##### Document section #####

How to read a structure#

Goal#

Load a molecular structure into a Molecule object from a local file or directly from the RCSB PDB by accession ID.

Minimal example#

from moleculekit.molecule import Molecule

# Fetch directly from RCSB
mol = Molecule("3PTB")

# Load from a local file
mol = Molecule("structure.pdb")

Parameters that matter#

The Molecule constructor signature is Molecule(filename=None, name=None, **kwargs). When filename is given, the constructor forwards **kwargs to read(), so any read-time options can be passed alongside the path.

Parameter

Type

Default

What it does

filename

str

None

Path to the file (any supported format) or a 4-character RCSB PDB ID. If None, an empty Molecule is created and you can call mol.read(...) later.

name

str

None

Optional display label; does not affect atom data.

#####

[Written task 1] According to the guide on reading a structure, what happens when filename is None?
[Written task 2] Pick up the guide on reading a structure into a Molecule object right after its last sentence and carry it forward.
The records that come next are from a different source than this guide.

##### Material #####

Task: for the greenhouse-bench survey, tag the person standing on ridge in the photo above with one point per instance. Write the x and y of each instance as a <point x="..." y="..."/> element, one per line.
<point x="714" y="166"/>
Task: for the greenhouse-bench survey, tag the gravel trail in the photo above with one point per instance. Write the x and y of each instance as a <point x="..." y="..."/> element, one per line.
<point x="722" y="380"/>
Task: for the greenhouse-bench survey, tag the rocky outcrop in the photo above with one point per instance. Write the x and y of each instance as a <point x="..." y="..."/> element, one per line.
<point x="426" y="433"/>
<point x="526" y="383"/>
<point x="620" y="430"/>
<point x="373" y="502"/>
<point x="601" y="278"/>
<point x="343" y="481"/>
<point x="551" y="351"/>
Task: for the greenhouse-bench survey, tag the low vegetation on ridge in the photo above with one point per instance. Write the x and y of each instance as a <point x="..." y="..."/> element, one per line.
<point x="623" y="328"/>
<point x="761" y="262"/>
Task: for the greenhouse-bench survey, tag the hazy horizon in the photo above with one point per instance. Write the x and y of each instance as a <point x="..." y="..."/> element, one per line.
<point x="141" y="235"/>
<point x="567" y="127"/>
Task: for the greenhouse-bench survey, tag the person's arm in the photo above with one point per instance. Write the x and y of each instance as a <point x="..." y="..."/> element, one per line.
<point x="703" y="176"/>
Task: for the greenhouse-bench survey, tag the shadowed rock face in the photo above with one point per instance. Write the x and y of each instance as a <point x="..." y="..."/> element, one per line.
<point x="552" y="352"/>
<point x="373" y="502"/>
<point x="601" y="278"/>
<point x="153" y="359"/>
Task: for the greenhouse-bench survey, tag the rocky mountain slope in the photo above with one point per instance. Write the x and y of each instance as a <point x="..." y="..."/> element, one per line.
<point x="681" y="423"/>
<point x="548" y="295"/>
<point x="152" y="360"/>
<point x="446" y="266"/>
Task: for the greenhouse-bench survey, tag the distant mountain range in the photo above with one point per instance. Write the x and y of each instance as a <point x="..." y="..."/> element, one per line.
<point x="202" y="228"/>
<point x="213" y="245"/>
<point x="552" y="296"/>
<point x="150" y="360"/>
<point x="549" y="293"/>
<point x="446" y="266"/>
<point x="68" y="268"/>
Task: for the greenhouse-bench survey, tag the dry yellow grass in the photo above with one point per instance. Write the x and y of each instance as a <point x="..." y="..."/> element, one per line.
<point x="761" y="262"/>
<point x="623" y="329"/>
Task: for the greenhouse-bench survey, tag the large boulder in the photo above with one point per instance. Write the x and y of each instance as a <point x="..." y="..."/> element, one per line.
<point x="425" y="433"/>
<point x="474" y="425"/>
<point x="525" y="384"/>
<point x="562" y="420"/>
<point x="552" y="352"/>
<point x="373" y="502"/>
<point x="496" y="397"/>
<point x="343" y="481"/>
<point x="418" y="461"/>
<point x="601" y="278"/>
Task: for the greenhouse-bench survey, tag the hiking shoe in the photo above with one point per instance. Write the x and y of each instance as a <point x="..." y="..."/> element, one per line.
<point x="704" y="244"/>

#####

[Output 1] An empty Molecule is created, and mol.read(...) can be called later.

[Output 2]
type

str

None

File-type override ("pdb", "mol2", "prmtop", …). Normally inferred from the extension.

validateElements

bool

True

Raises if element symbols are missing or unrecognised; set to False for custom atom types.

keepaltloc

str

"A"

Which alternate-location indicator to keep when reading PDB/mmCIF.

Supported formats#

The reader picks a backend from the file extension. Trajectories are covered in How to read a trajectory; the formats below carry topology (atoms, residues, optional bonds) and in some cases a single frame of coordinates.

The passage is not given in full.